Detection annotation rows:
════════════════════

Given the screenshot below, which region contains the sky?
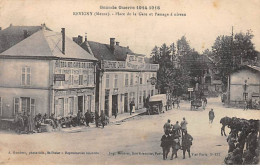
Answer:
[0,0,260,56]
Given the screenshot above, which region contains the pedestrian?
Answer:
[100,110,106,128]
[181,117,188,137]
[227,133,236,153]
[23,112,28,133]
[129,101,133,115]
[172,99,175,108]
[132,100,135,113]
[209,109,215,124]
[28,114,34,134]
[161,131,172,160]
[172,121,181,135]
[163,119,171,133]
[244,100,248,110]
[17,113,25,134]
[115,108,118,118]
[171,134,181,160]
[182,130,193,159]
[95,111,99,127]
[42,113,47,124]
[85,110,91,127]
[176,98,180,108]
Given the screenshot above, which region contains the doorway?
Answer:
[112,95,118,115]
[105,95,109,116]
[21,97,30,114]
[78,96,84,113]
[57,98,64,117]
[124,93,128,113]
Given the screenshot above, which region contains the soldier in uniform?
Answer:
[95,111,99,127]
[209,109,215,124]
[161,131,172,160]
[100,110,106,128]
[182,130,193,159]
[181,117,188,136]
[163,119,171,133]
[171,134,181,160]
[85,110,91,127]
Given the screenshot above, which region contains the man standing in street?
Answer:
[95,111,99,127]
[173,121,181,135]
[209,109,215,124]
[85,110,91,127]
[181,117,188,137]
[100,110,106,128]
[163,119,171,133]
[182,130,193,159]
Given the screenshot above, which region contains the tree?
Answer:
[233,30,257,65]
[212,31,257,90]
[177,36,191,56]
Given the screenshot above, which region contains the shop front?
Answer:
[54,89,95,117]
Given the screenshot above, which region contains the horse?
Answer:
[220,116,231,136]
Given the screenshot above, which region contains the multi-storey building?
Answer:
[0,26,97,118]
[73,36,159,116]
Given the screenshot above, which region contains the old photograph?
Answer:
[0,0,260,165]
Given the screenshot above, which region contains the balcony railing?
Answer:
[102,61,159,71]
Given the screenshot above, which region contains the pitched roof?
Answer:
[0,26,50,53]
[0,30,96,60]
[86,41,137,61]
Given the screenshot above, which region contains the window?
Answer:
[31,99,35,116]
[125,74,128,86]
[14,98,20,115]
[68,97,74,115]
[130,73,134,86]
[22,67,31,86]
[13,97,36,116]
[0,97,3,116]
[79,75,83,85]
[106,75,109,88]
[87,95,92,112]
[114,75,118,88]
[140,74,143,84]
[139,91,142,103]
[69,71,74,85]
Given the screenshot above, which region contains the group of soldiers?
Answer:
[221,117,260,165]
[13,110,109,134]
[161,117,193,160]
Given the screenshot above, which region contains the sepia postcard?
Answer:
[0,0,260,165]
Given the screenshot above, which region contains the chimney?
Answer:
[85,33,88,43]
[78,35,83,44]
[23,30,29,38]
[110,38,115,53]
[61,28,65,54]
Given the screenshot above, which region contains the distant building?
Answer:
[0,24,50,53]
[228,65,260,104]
[73,36,159,116]
[0,26,97,118]
[200,55,222,94]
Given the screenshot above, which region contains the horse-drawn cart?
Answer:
[190,99,202,110]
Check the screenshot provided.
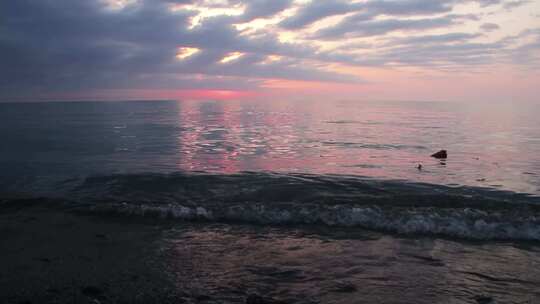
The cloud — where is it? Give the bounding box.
[0,0,539,97]
[314,14,458,39]
[480,23,501,32]
[0,0,354,97]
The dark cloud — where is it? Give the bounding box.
[0,0,540,97]
[480,23,500,32]
[0,0,352,98]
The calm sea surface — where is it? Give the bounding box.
[0,101,540,304]
[0,101,540,195]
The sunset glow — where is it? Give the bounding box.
[0,0,540,101]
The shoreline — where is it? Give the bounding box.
[0,205,540,304]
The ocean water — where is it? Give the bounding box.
[0,101,540,303]
[0,101,540,240]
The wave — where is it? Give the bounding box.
[1,172,540,241]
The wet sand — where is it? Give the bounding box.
[0,208,182,303]
[0,202,540,304]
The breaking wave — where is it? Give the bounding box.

════════════════════

**Stated task:** Recast all the rows above as a Markdown table with two columns, Number and Entry, giving each line its own number and skipping blank lines. Leave the pictures out of the answer.

**Problem solution:**
| Number | Entry |
|---|---|
| 1 | Given the screenshot below, which region contains the sky? |
| 2 | Answer: |
| 3 | [0,0,260,56] |
| 4 | Given the screenshot above, which region contains the pedestrian? |
| 5 | Answer: |
| 6 | [100,110,106,128] |
| 7 | [181,117,188,137] |
| 8 | [227,133,236,153] |
| 9 | [23,112,28,133] |
| 10 | [129,101,133,115] |
| 11 | [172,99,175,108] |
| 12 | [132,100,135,113] |
| 13 | [209,109,215,124] |
| 14 | [28,114,34,134] |
| 15 | [161,131,172,160] |
| 16 | [172,121,181,135] |
| 17 | [163,119,171,133] |
| 18 | [244,100,248,110] |
| 19 | [17,113,25,134] |
| 20 | [115,108,118,118] |
| 21 | [171,134,181,160] |
| 22 | [182,130,193,159] |
| 23 | [95,111,99,127] |
| 24 | [42,113,47,124] |
| 25 | [85,110,91,127] |
| 26 | [176,98,180,108] |
| 27 | Given the screenshot above, which region contains the doorway? |
| 28 | Answer: |
| 29 | [112,95,118,115] |
| 30 | [105,95,109,116] |
| 31 | [21,97,30,114] |
| 32 | [78,96,84,113] |
| 33 | [57,98,64,117] |
| 34 | [124,93,128,113] |
| 35 | Given the screenshot above, which region contains the soldier in uniform? |
| 36 | Answer: |
| 37 | [95,111,99,127] |
| 38 | [209,109,215,124] |
| 39 | [161,131,172,160] |
| 40 | [100,110,106,128] |
| 41 | [182,130,193,159] |
| 42 | [181,117,188,136] |
| 43 | [163,119,171,133] |
| 44 | [171,134,181,160] |
| 45 | [85,110,91,127] |
| 46 | Given the screenshot above, which region contains the man standing in street? |
| 47 | Answer: |
| 48 | [95,111,99,127] |
| 49 | [173,121,181,135] |
| 50 | [209,109,215,124] |
| 51 | [85,110,91,127] |
| 52 | [181,117,188,137] |
| 53 | [100,110,106,128] |
| 54 | [163,119,171,133] |
| 55 | [182,130,193,159] |
| 56 | Given the screenshot above, which region contains the tree? |
| 57 | Answer: |
| 58 | [233,30,257,65] |
| 59 | [212,31,257,90] |
| 60 | [177,36,191,56] |
| 61 | Given the screenshot above, which region contains the shop front? |
| 62 | Answer: |
| 63 | [54,89,95,117] |
| 64 | Given the screenshot above, which region contains the horse? |
| 65 | Answer: |
| 66 | [220,116,231,136] |
| 67 | Given the screenshot above, which region contains the multi-storey building? |
| 68 | Answer: |
| 69 | [0,26,97,118] |
| 70 | [73,36,159,116] |
| 71 | Given the screenshot above, which region contains the old photograph? |
| 72 | Answer: |
| 73 | [0,0,260,165] |
| 74 | Given the screenshot above, which region contains the balcony railing? |
| 75 | Answer: |
| 76 | [102,61,159,71] |
| 77 | Given the screenshot above, which region contains the pitched roof? |
| 78 | Answer: |
| 79 | [0,26,50,53] |
| 80 | [0,30,96,60] |
| 81 | [86,41,137,61] |
| 82 | Given the screenshot above, which region contains the window? |
| 83 | Answer: |
| 84 | [31,99,35,116] |
| 85 | [125,74,128,86] |
| 86 | [14,98,20,115] |
| 87 | [68,97,74,115] |
| 88 | [130,73,134,86] |
| 89 | [22,67,31,86] |
| 90 | [13,97,36,116] |
| 91 | [0,97,3,116] |
| 92 | [79,75,83,85] |
| 93 | [106,75,109,88] |
| 94 | [87,95,92,112] |
| 95 | [114,75,118,88] |
| 96 | [140,74,143,84] |
| 97 | [139,91,142,103] |
| 98 | [69,71,74,85] |
| 99 | Given the screenshot above, which region contains the group of soldiers? |
| 100 | Answer: |
| 101 | [221,117,260,165] |
| 102 | [13,110,109,134] |
| 103 | [161,117,193,160] |
| 104 | Given the screenshot above, which region contains the sepia postcard? |
| 105 | Answer: |
| 106 | [0,0,260,165] |
| 107 | Given the screenshot above, which region contains the chimney? |
| 108 | Answer: |
| 109 | [85,33,88,43] |
| 110 | [78,35,83,44] |
| 111 | [23,30,29,38] |
| 112 | [110,38,115,53] |
| 113 | [61,28,65,54] |
| 114 | Given the screenshot above, which region contains the distant building? |
| 115 | Answer: |
| 116 | [0,24,50,53] |
| 117 | [228,65,260,104] |
| 118 | [73,36,159,116] |
| 119 | [0,26,97,118] |
| 120 | [200,55,222,94] |
| 121 | Given the screenshot above, which region contains the horse-drawn cart? |
| 122 | Answer: |
| 123 | [190,99,202,110] |
| 124 | Check the screenshot provided. |
| 125 | The cloud — where is it? Give the bounding box. |
| 126 | [0,0,539,97] |
| 127 | [314,14,458,39] |
| 128 | [480,23,501,32] |
| 129 | [0,0,354,97] |
| 130 | The dark cloud — where is it? Give the bounding box. |
| 131 | [0,0,540,97] |
| 132 | [480,23,500,32] |
| 133 | [0,0,352,98] |
| 134 | The calm sea surface — where is it? Give the bounding box. |
| 135 | [0,101,540,304] |
| 136 | [0,101,540,195] |
| 137 | The sunset glow — where is it? Give the bounding box. |
| 138 | [0,0,540,101] |
| 139 | The shoreline — where is it? Give the bounding box. |
| 140 | [0,205,540,304] |
| 141 | The ocean water — where is it? Give the bounding box. |
| 142 | [0,101,540,303] |
| 143 | [0,101,540,240] |
| 144 | The wave — where is it? Give the bounding box. |
| 145 | [1,172,540,241] |
| 146 | The wet sand — where is it? Give the bounding box. |
| 147 | [0,208,182,303] |
| 148 | [0,202,540,304] |
| 149 | The breaking wave — where is it? Give the bounding box. |